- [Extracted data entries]

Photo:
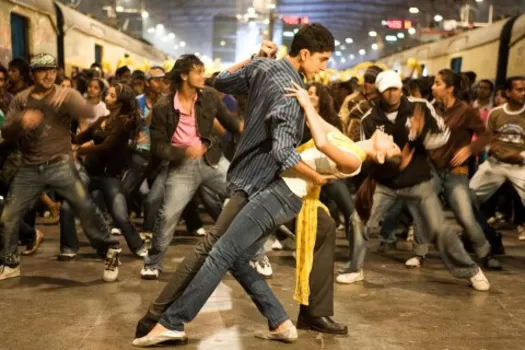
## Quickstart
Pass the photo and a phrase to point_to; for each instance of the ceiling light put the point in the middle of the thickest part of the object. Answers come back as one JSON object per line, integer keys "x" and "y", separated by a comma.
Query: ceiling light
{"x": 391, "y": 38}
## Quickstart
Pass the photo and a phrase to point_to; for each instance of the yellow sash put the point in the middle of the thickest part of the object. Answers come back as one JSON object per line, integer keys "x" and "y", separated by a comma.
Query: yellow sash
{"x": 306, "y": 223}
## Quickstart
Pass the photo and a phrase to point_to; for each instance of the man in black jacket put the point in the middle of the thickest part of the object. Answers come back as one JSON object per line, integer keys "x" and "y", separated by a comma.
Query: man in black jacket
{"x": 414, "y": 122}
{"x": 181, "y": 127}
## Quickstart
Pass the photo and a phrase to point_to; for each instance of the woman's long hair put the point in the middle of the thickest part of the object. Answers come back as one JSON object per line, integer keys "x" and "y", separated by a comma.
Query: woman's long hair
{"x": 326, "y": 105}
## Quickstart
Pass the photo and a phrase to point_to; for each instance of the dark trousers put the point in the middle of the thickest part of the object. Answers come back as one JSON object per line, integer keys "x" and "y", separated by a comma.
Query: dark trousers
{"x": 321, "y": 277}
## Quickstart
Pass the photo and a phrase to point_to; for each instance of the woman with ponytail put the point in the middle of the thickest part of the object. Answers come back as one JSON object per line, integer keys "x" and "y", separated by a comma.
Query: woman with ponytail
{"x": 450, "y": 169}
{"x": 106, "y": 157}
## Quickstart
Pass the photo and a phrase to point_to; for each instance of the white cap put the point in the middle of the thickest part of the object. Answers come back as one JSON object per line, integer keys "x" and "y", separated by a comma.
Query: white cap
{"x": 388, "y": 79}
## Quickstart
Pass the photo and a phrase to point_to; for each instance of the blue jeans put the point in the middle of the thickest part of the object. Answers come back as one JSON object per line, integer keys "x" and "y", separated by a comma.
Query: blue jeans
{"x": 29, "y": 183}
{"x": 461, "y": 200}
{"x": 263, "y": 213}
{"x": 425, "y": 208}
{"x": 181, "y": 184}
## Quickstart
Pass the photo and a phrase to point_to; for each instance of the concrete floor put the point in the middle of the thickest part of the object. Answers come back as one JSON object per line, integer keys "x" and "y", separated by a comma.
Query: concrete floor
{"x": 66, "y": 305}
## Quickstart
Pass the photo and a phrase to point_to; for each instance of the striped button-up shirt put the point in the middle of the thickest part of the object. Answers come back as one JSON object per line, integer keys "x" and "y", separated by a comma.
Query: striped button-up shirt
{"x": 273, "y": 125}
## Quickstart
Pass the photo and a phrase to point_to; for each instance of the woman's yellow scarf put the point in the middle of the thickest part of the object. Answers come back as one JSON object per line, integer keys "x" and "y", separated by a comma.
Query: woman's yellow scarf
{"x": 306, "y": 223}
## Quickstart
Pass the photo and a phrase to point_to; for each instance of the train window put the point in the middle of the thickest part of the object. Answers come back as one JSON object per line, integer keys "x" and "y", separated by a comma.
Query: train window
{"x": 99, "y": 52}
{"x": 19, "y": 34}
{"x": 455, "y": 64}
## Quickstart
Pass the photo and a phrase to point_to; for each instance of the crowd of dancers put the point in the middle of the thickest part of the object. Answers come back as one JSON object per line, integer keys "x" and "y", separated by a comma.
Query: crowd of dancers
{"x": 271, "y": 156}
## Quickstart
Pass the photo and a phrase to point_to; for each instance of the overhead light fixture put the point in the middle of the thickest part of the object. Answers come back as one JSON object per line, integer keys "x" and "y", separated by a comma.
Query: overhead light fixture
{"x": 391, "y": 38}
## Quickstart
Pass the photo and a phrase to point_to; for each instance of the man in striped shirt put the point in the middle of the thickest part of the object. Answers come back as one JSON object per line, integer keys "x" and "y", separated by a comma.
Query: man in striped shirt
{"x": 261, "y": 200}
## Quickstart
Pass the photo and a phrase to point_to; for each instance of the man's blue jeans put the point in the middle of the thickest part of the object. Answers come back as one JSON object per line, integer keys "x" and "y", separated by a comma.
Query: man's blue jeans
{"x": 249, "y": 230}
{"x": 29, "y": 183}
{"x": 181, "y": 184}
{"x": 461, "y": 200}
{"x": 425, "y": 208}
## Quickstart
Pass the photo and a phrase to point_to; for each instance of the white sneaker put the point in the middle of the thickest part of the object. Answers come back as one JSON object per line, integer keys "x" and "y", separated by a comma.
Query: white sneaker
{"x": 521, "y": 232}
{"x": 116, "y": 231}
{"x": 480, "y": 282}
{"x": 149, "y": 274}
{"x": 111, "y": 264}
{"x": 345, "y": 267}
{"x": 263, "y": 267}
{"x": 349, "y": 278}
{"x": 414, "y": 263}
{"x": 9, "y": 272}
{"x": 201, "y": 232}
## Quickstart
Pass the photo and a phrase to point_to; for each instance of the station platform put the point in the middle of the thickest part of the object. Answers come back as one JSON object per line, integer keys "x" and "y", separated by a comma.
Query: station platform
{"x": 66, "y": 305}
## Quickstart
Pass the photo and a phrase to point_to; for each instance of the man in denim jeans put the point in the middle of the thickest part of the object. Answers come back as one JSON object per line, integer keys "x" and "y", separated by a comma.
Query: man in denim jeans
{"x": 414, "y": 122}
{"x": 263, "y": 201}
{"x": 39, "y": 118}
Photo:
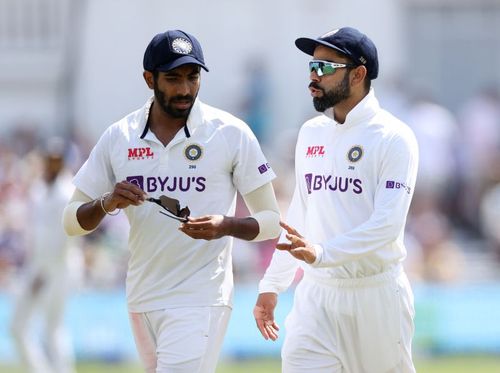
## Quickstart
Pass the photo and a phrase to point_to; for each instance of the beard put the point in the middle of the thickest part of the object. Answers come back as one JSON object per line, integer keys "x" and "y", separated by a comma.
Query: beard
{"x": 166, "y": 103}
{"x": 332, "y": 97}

- [Given instruction]
Omit any images, then output the listing exactly.

- [Final answer]
Photo:
## Quickstart
Pass the photo and a phrase to point_to; for each instance of the ceiling light put the point in the middle of the thickest part of the object. Answers come back as one JSON object per line, integer keys "x" and "y", separated by a comma.
Query: ceiling light
{"x": 391, "y": 38}
## Quickstart
Pass the photo and a phrase to point_to; for each instance of the yellow sash put the point in the middle of the thickest part of the object. Answers come back as one JSON object per line, integer keys "x" and "y", separated by a comma.
Query: yellow sash
{"x": 306, "y": 223}
## Quickstart
Pass the photo and a phrase to point_to; for each instance of the man in black jacket put the point in the middle of the thickest part of the object. Answers come back as one JSON object per line, integer keys "x" and "y", separated by a comma.
Query: man in black jacket
{"x": 414, "y": 122}
{"x": 181, "y": 127}
## Quickstart
Pass the photo and a phrase to point_to; for each instance of the woman's long hair put the point in the middle of the thickest part of the object. Answers come back as one JSON object per line, integer keys "x" and "y", separated by a comma.
Query: woman's long hair
{"x": 326, "y": 105}
## Quickstart
Pass the photo and a phrase to point_to; for each instance of the dark trousers put the point in the middle of the thickest part of the object. Answers come back as one JSON object per line, integer keys "x" and "y", separated by a comma.
Query: dark trousers
{"x": 321, "y": 277}
## Quickstart
Pass the photo and a phrase to point_to; for each instance of the woman with ponytail put the point in the middle of the thickest part of the object. Answers come back as one JSON object per line, integer keys "x" and "y", separated by a comma.
Query: woman with ponytail
{"x": 450, "y": 169}
{"x": 106, "y": 157}
## Quickstart
Pass the photo and a phrase to point_to; for each instance of the white cap put the point in the middle of the thickest part of the object. Answers come back as one JSON object per line, integer keys "x" and "y", separated by a comma.
Query: white cap
{"x": 388, "y": 79}
## Quickstart
Pass the photo and a phrase to point_to; for each instance of the blue jeans put the point in the middle of the thickest part of the object. Answers come back as one JSON object per line, integer keys "x" and "y", separated by a comma.
Query: blue jeans
{"x": 29, "y": 183}
{"x": 461, "y": 200}
{"x": 263, "y": 213}
{"x": 425, "y": 208}
{"x": 181, "y": 184}
## Quickstart
Pass the photo and a phrase to point_to; for each instance of the concrete floor put the point in the middle of the thickest part of the object. Answers come back as one JSON object per line, integer keys "x" and "y", separated by a comma.
Query: concrete floor
{"x": 66, "y": 305}
## Quickstart
Pass the photo and a phrase to point_to; for each instance of the striped button-up shirt put the point in the middle of the thickest part of the object. Answers come back as one JSON object per line, integer keys "x" and "y", separated by a comma.
Query: striped button-up shirt
{"x": 273, "y": 125}
## Quickstart
Pass the photo and a phrase to point_to; for each instance of the woman's yellow scarf put the point in the middle of the thickest part of the object. Answers come back as one JSON object per line, integer keys "x" and "y", separated by a comma.
Query: woman's yellow scarf
{"x": 306, "y": 223}
## Quickstart
Pass the photo and a phrase to point_to; for each instance of the train window put the point in the middle of the thickest part of the object. Answers come back as one JSON object per line, integer keys "x" and "y", separated by a comma.
Query: train window
{"x": 99, "y": 52}
{"x": 19, "y": 34}
{"x": 455, "y": 64}
## Quickstart
Pass the photo and a phrase to point_to; for each instance of the crowd of dancers put the point in the middle of the thickest part of the object. Answers come back as one JSON object per line, integer keys "x" and "y", separated by a comma.
Query: crowd of dancers
{"x": 271, "y": 156}
## Quickstart
Pass the photo and a phrase to point_to; for each instance of the overhead light fixture put the point in the middle of the thickest part of the object. Answers come back as one JSON object per line, integer keys "x" and "y", separated by a comma.
Query: overhead light fixture
{"x": 391, "y": 38}
## Quickstart
Pass the photo and a phrase to point_to; for each instance of the man in striped shirt put the point in the middle of the thickest part of the object. Answers come back as one JSON object per line, integer keys "x" and "y", separated by a comma.
Query: man in striped shirt
{"x": 261, "y": 200}
## Quickstart
Pass the photo and a phrase to point_to; for each instance of the man's blue jeans put the point in the middle of the thickest part of the object. Answers come back as one JSON object per line, integer keys "x" and "y", separated by a comma.
Query: man's blue jeans
{"x": 249, "y": 230}
{"x": 29, "y": 183}
{"x": 181, "y": 184}
{"x": 461, "y": 200}
{"x": 425, "y": 208}
## Quickstart
Pass the photo and a phrase to point_to; for each instance of the white sneaker put the point in the middle of the thickest part of the object. Answers come back as one JSON object per line, integer keys "x" and "y", separated by a comma.
Query: white sneaker
{"x": 521, "y": 232}
{"x": 116, "y": 231}
{"x": 480, "y": 282}
{"x": 149, "y": 274}
{"x": 111, "y": 264}
{"x": 345, "y": 267}
{"x": 263, "y": 267}
{"x": 349, "y": 278}
{"x": 414, "y": 263}
{"x": 9, "y": 272}
{"x": 201, "y": 232}
## Quickstart
Pass the photo and a phrase to point_to; for each instance of the station platform put the point in the middle of the thickest part of the object. Answers come back as one JSON object per line, integer keys "x" and "y", separated by a comma.
Query: station platform
{"x": 66, "y": 305}
## Quickstart
Pass the photo and a phrase to point_to; for each instance of the man in denim jeans put the point in the middle of the thickest part of the object. Answers come back as one JSON object per line, integer keys "x" and "y", separated by a comma.
Query: man in denim jeans
{"x": 414, "y": 122}
{"x": 263, "y": 201}
{"x": 39, "y": 118}
Photo:
## Quickstart
Pass the photo and a phrase to point_to; for each instance of the beard put the point in the middle of the thickest part of the object. Answers come back as one JSON object per line, integer keys "x" and "y", separated by a comma.
Query: beard
{"x": 166, "y": 103}
{"x": 332, "y": 97}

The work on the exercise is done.